::: Text extract :::

Lesson Video: Stem-and-Leaf Plots Mathematics

In this video, we will learn how to use a stem-and-leaf plot to organize data sets.

17:43

Video Transcript

In this video, we’ll learn all about stem-and-leaf plots. We’ll learn how to create one, and we’ll learn how to interpret the information given in one.

A stem-and-leaf plot or a stem-and-leaf diagram is a special table where each data value is split into a stem and a leaf. Let’s take a look at this typical stem-and-leaf diagram here. It’s not immediately obvious what all of these digits represent, which brings us to the other important feature of a stem-and-leaf plot, a key. We need to have a key in order to tell us what the information actually represents. Here, we’re told that one and then the bar three equals 13. So that means in the first row, our data set will actually be 13, 16, and 16. In the second row, the digit zero would actually represent the value of 20.

Before we have a look at some questions, there’s a few things that we should know about stem-and-leaf plots. Firstly, the leaf is usually just one digit. That means then that the stem will consist of the first digit or digits of a number. So it could be just the tens as here, or it could be hundreds and tens with the leaf of the units. Next, we know that values can and should be repeated if the data values are repeated. For example, in our first row, we have two of the number 16. That’s because in the data set the value 16 occurred twice.

::: Provided material :::

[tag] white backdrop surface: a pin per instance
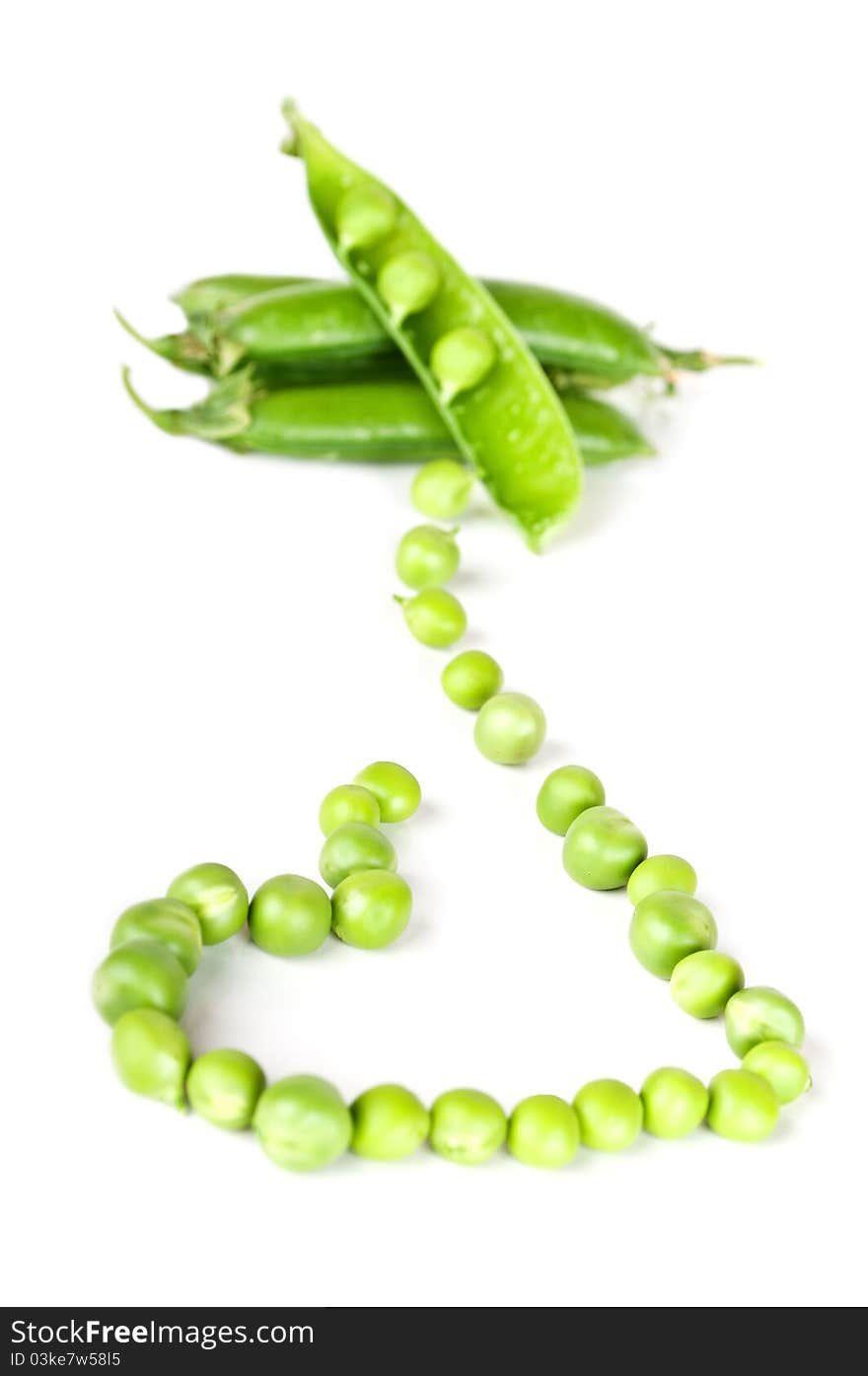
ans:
(198, 645)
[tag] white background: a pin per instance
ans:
(198, 645)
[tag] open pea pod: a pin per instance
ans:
(491, 393)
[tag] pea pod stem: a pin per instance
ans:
(187, 350)
(701, 361)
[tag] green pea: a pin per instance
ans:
(442, 488)
(610, 1115)
(567, 793)
(675, 1103)
(372, 908)
(407, 282)
(351, 848)
(467, 1125)
(290, 915)
(603, 848)
(348, 802)
(543, 1131)
(139, 975)
(762, 1014)
(395, 789)
(427, 557)
(225, 1089)
(669, 925)
(388, 1123)
(703, 982)
(781, 1065)
(167, 920)
(363, 215)
(461, 358)
(661, 873)
(303, 1123)
(435, 616)
(218, 898)
(470, 679)
(742, 1107)
(511, 728)
(152, 1055)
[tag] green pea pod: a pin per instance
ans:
(491, 393)
(215, 293)
(202, 351)
(376, 421)
(327, 324)
(318, 320)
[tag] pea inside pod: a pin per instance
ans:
(488, 389)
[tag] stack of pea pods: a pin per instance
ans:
(414, 359)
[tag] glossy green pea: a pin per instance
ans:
(781, 1065)
(610, 1115)
(703, 982)
(435, 616)
(603, 848)
(388, 1123)
(326, 324)
(380, 420)
(461, 359)
(675, 1103)
(467, 1125)
(218, 898)
(543, 1131)
(760, 1014)
(139, 975)
(348, 802)
(742, 1107)
(470, 679)
(427, 557)
(442, 488)
(407, 282)
(363, 216)
(666, 927)
(512, 431)
(395, 789)
(372, 908)
(661, 873)
(225, 1087)
(167, 920)
(352, 848)
(289, 915)
(303, 1123)
(152, 1055)
(564, 794)
(509, 728)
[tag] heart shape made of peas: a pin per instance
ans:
(302, 1121)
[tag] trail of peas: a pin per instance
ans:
(494, 404)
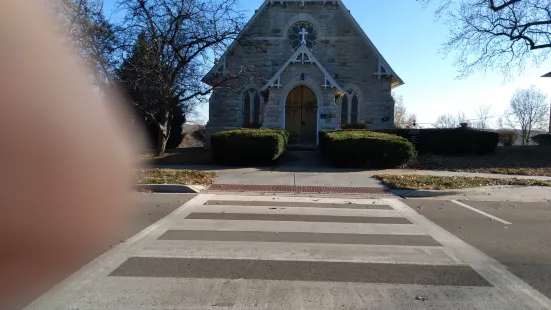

:::

**What you need to do:**
**A.** From the stem-and-leaf plot transcript, list every data value that is read from the example diagram. Include a value each time it occurs.
**B.** Write the next part of the stem-and-leaf plot transcript, starting after its final sentence.

**Task-by-task results:**
**A.** 13, 16, 16, 20

**B.**
With stem-and-leaf diagrams, we do need to be very careful though. For instance, this value of six in the second row isn’t the same as the value six in the first row, as in the first row it represents 16 and in the second row it would represent 26. One excellent point about stem-and-leaf plots and the reason why we might choose to use them is that we could easily see any groupings with the highest frequency. In this stem-and-leaf plot, for example, we can see that a large number of the data values occurred in row three, which would represent the thirties. So now, let’s have a look at some questions. And in the first few questions, we’ll be creating our own stem-and-leaf plots.

Write the stems, in ascending order, for the following data set and, hence, make a stem-and-leaf plot from the data: 14, 42, 21, 33, 36, 27, 29.

We can remember that a stem-and-leaf plot is a special type of table where each data value is split into a stem part and a leaf part. When we create a stem-and-leaf plot, the leaves are usually single-digit values. As all of the data values here are two-digit numbers, then the stems will be the numbers in the tens column and the leaf will be the part that’s in the units column. We can set up the structure of our stem-and-leaf plot, but we must remember to include one important thing. And that’s a key. Here, for example, we could say that a stem of one and a leaf of four would indicate the value of 14.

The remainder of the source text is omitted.